Sunday, December 19, 2010

Young Supporters Vow to Keep Fighting for DREAM-ACT

Young supporters vow to keep fighting for DREAM Act

12:00 AM CST on Sunday, December 19, 2010
By SHERRY JACOBSON / The Dallas Morning News

After the U.S. Senate killed the DREAM Act on Saturday, its young supporters vowed to continue the fight.

"It's a heartbreaking loss, but we're going to keep fighting for it," said Him Ranjit, a University of Texas at Austin student who was in Washington, D.C., on Saturday to support the legislation.

"I've never seen the Senate chambers that full," he said of students who were present to witness the vote. "We were holding hands and praying and hoping for the best."

Ranjit, who came to Texas from Nepal, said he would struggle to continue his biomedical engineering studies without the financial support that students who are citizens typically receive.

"It's hard trying to come up with money for school every year," he said. "Me and the other undocumented students have worked for two years to try to get this law passed."

The DREAM Act would have created a pathway to legal status for illegal immigrants who were brought to the U.S. before age 16. It was dealt a death blow in the Senate by Republicans and a handful of Democrats who said it would reward illegal activity.

▶ **Data excerpts**
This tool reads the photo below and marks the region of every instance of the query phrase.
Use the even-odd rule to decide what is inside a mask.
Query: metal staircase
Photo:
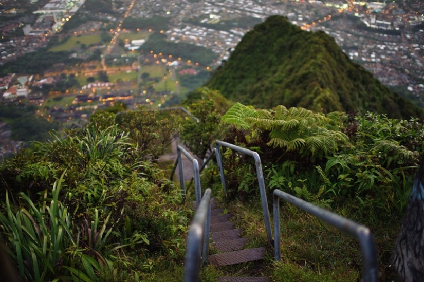
[[[290,202],[298,208],[317,216],[327,223],[337,227],[340,231],[349,234],[359,241],[363,257],[362,278],[365,282],[377,280],[377,251],[374,238],[370,230],[366,227],[343,218],[338,215],[325,210],[317,206],[305,202],[283,191],[275,190],[273,192],[273,206],[274,226],[274,237],[271,231],[269,212],[268,210],[267,195],[265,191],[264,176],[259,155],[256,152],[241,148],[234,145],[220,141],[216,141],[216,147],[211,154],[206,163],[215,154],[219,167],[221,182],[224,192],[226,191],[225,177],[221,159],[219,146],[225,146],[252,157],[255,159],[258,184],[261,194],[261,200],[264,214],[264,223],[268,245],[273,245],[275,260],[281,257],[280,242],[280,210],[279,201],[281,198]],[[248,238],[241,237],[243,231],[235,229],[231,221],[232,215],[223,214],[223,209],[215,199],[211,198],[211,190],[206,189],[203,197],[201,197],[201,187],[200,181],[200,172],[203,167],[199,168],[197,161],[180,145],[177,146],[178,159],[174,165],[179,166],[180,179],[183,178],[181,153],[190,160],[193,163],[193,174],[196,192],[196,201],[194,203],[196,211],[194,218],[189,230],[187,239],[186,270],[185,281],[199,281],[199,274],[201,261],[204,264],[208,262],[216,267],[243,264],[263,259],[267,247],[262,247],[252,249],[244,249]],[[184,182],[181,182],[181,192],[185,197]],[[210,234],[210,236],[209,236]],[[212,239],[212,246],[219,253],[209,255],[209,243]],[[224,276],[218,279],[220,282],[266,282],[270,281],[264,277],[230,277]]]
[[[232,215],[222,214],[223,209],[216,205],[215,200],[211,205],[210,235],[211,246],[219,253],[209,255],[209,262],[219,267],[263,259],[266,247],[244,249],[248,239],[241,237],[243,230],[235,229],[231,221]],[[269,279],[267,277],[225,276],[218,281],[262,282]]]

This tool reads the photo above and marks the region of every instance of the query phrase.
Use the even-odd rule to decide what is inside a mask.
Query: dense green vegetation
[[[303,31],[279,16],[247,33],[206,85],[260,107],[282,104],[325,113],[369,110],[392,118],[423,116],[421,110],[352,63],[333,38],[323,32]]]
[[[421,121],[283,106],[255,110],[236,103],[222,122],[230,126],[224,141],[260,153],[268,202],[279,189],[368,226],[381,275],[392,279],[389,257],[423,154]],[[254,164],[229,149],[223,158],[229,209],[253,242],[265,243]],[[217,170],[209,167],[202,181],[216,187]],[[314,280],[319,273],[317,280],[358,279],[361,262],[354,239],[291,205],[282,205],[281,216],[283,260],[264,267],[265,273],[273,271],[278,281]],[[333,273],[341,276],[330,278]]]
[[[199,122],[145,108],[99,112],[84,128],[53,134],[31,155],[24,152],[0,164],[2,237],[20,275],[181,280],[191,213],[155,161],[179,135],[201,158],[216,139],[258,152],[269,203],[279,189],[369,227],[379,270],[389,277],[385,269],[423,154],[422,121],[283,106],[256,110],[238,103],[227,110],[229,104],[219,91],[203,88],[185,101]],[[202,186],[227,203],[249,246],[263,246],[252,160],[229,149],[222,156],[227,194],[214,163],[203,173]],[[270,255],[246,271],[276,281],[358,279],[361,262],[354,239],[292,206],[281,209],[282,260]],[[220,275],[210,266],[202,280]]]
[[[35,109],[32,105],[0,105],[0,120],[10,126],[11,139],[23,141],[46,140],[48,138],[49,131],[59,128],[57,123],[35,117]]]
[[[2,163],[1,236],[23,280],[182,279],[190,212],[152,157],[175,133],[148,129],[175,123],[156,115],[100,112]]]
[[[243,16],[228,20],[219,21],[217,23],[211,24],[202,23],[202,18],[188,18],[186,22],[202,26],[206,28],[212,28],[218,30],[228,31],[234,28],[244,28],[250,29],[251,27],[260,23],[262,20],[252,16]]]
[[[155,16],[149,18],[126,17],[122,22],[122,28],[135,30],[137,29],[154,31],[166,30],[169,19],[162,16]]]
[[[81,60],[70,58],[71,53],[65,51],[49,52],[42,48],[35,52],[23,55],[13,61],[6,62],[2,66],[0,76],[8,73],[33,73],[43,75],[56,64],[64,63],[66,65],[75,65]]]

▶ **Your instructions**
Reproduce word for word the part of the DREAM Act article between "The DREAM Act would" and "reward illegal activity.", inclusive.

▶ **Response to this task**
The DREAM Act would have created a pathway to legal status for illegal immigrants who were brought to the U.S. before age 16. It was dealt a death blow in the Senate by Republicans and a handful of Democrats who said it would reward illegal activity.